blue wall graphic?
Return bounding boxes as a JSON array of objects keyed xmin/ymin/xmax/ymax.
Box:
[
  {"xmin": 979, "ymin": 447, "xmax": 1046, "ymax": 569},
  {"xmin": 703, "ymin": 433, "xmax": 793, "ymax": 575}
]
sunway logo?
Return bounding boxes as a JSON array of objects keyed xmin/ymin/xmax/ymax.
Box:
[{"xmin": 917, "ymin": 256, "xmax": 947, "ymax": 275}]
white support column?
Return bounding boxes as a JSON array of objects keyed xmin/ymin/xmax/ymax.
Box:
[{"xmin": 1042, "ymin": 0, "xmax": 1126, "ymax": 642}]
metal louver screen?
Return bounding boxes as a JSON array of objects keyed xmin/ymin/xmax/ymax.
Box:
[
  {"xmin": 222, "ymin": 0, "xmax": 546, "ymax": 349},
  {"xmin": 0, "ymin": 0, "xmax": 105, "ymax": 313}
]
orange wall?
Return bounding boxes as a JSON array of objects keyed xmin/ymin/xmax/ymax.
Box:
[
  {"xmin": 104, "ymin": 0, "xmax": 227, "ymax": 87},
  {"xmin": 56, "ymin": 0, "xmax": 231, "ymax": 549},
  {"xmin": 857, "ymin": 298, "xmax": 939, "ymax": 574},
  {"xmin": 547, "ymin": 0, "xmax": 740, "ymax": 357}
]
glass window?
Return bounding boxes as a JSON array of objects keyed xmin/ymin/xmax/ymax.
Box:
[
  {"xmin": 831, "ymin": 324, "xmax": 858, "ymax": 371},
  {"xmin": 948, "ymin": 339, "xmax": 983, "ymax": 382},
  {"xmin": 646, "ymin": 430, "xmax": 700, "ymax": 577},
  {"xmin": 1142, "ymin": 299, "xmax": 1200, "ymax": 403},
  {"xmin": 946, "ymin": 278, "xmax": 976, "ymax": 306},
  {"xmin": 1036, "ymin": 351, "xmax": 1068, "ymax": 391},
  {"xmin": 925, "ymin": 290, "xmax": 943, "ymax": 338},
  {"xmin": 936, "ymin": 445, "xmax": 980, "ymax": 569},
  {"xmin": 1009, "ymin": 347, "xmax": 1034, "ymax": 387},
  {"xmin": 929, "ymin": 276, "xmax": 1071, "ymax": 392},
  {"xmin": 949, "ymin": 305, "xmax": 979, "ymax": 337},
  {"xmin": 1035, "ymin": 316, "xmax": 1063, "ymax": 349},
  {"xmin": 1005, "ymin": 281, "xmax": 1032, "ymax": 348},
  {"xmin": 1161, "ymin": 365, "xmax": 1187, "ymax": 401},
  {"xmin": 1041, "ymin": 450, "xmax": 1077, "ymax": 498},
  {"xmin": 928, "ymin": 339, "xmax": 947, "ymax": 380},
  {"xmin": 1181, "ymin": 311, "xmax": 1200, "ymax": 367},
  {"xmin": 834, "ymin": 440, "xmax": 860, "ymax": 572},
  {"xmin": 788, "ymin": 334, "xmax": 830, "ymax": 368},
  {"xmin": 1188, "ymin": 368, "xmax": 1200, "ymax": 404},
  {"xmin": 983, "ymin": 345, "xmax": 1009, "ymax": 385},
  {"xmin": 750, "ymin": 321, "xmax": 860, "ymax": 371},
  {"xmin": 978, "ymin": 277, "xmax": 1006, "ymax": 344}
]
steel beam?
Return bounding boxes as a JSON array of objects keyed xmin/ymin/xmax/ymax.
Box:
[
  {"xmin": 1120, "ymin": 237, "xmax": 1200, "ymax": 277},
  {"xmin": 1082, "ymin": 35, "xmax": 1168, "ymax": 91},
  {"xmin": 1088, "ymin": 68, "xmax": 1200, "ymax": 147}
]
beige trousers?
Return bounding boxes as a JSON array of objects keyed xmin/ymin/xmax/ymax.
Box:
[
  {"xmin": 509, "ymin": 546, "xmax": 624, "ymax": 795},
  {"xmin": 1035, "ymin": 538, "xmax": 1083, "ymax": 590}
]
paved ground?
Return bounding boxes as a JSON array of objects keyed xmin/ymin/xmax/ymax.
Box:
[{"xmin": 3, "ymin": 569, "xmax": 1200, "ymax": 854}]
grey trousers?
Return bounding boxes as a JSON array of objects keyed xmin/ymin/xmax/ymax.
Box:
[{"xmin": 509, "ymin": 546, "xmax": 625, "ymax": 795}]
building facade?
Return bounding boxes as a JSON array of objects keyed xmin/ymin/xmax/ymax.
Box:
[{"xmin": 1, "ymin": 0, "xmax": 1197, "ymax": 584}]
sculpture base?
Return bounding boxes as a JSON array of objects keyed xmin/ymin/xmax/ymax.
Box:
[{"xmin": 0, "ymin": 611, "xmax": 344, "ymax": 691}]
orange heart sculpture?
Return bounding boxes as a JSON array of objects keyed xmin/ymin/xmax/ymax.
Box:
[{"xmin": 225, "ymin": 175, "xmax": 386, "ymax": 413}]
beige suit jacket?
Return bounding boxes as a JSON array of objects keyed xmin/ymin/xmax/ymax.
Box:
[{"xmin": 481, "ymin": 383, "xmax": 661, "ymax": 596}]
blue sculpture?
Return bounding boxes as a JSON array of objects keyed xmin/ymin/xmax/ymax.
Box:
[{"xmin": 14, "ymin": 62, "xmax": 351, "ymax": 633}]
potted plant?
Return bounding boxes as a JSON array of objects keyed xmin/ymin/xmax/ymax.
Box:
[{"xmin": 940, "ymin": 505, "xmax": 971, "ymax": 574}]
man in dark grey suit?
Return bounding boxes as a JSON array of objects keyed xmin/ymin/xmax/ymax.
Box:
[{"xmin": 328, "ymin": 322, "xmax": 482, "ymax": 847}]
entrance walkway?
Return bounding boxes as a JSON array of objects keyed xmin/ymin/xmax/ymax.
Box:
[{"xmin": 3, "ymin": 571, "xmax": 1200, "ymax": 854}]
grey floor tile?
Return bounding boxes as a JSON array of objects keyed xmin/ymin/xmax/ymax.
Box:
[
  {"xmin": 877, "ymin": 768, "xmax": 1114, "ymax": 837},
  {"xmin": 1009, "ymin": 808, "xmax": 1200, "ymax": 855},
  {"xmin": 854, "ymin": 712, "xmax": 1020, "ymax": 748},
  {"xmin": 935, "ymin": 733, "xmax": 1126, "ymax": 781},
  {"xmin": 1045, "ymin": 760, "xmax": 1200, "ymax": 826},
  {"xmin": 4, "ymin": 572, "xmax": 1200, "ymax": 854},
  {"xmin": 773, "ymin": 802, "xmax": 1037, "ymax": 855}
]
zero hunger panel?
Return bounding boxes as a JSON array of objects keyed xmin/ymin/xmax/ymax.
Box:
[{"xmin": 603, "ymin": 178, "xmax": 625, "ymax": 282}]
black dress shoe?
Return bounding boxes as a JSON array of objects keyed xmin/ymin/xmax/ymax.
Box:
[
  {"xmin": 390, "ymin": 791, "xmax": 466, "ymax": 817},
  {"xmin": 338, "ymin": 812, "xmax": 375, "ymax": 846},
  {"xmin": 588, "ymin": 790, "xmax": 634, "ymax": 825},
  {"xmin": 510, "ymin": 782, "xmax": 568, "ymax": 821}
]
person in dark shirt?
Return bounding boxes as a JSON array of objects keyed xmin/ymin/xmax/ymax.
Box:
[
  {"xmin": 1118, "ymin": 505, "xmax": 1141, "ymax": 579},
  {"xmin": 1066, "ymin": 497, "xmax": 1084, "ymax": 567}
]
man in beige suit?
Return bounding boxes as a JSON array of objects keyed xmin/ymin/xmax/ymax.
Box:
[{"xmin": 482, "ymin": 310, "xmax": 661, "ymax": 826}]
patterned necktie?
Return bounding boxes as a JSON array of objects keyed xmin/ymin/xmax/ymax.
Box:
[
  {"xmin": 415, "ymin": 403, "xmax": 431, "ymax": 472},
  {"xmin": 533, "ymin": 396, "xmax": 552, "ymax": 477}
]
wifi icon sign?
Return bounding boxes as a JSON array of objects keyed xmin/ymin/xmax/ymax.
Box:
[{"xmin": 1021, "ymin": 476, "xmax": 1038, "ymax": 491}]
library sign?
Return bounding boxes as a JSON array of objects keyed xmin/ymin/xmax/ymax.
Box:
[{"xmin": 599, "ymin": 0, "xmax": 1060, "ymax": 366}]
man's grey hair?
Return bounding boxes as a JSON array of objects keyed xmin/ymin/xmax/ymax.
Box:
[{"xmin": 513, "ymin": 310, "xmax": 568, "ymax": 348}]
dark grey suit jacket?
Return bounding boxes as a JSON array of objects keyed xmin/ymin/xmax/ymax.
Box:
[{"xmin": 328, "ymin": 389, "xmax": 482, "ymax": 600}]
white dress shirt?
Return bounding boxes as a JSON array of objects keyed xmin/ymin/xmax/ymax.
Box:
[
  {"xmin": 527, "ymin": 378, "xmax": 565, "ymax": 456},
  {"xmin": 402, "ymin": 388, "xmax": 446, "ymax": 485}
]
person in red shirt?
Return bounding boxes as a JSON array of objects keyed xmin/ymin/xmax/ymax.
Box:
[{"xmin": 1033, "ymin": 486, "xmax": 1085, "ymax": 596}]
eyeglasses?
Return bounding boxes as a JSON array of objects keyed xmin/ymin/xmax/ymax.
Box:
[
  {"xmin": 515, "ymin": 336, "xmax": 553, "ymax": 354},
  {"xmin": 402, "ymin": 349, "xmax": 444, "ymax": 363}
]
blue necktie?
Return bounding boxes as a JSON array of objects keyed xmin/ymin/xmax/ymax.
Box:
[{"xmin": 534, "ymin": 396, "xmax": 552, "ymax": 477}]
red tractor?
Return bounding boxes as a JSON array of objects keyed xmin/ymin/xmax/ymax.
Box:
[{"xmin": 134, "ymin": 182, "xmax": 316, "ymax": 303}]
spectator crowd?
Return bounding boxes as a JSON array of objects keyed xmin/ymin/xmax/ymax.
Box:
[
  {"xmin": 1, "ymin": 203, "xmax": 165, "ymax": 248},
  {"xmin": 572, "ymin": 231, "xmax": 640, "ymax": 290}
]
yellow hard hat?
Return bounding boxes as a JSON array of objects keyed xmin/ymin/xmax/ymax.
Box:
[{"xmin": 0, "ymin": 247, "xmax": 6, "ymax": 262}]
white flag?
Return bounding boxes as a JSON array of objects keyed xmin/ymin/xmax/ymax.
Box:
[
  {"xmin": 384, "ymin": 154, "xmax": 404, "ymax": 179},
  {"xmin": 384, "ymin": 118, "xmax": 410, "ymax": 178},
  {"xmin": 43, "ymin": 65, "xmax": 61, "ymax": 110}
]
::::::::::
Problem to work on
Your task is to return each line of the data above that contains the string "orange".

Expected answer
orange wall?
orange heart sculpture?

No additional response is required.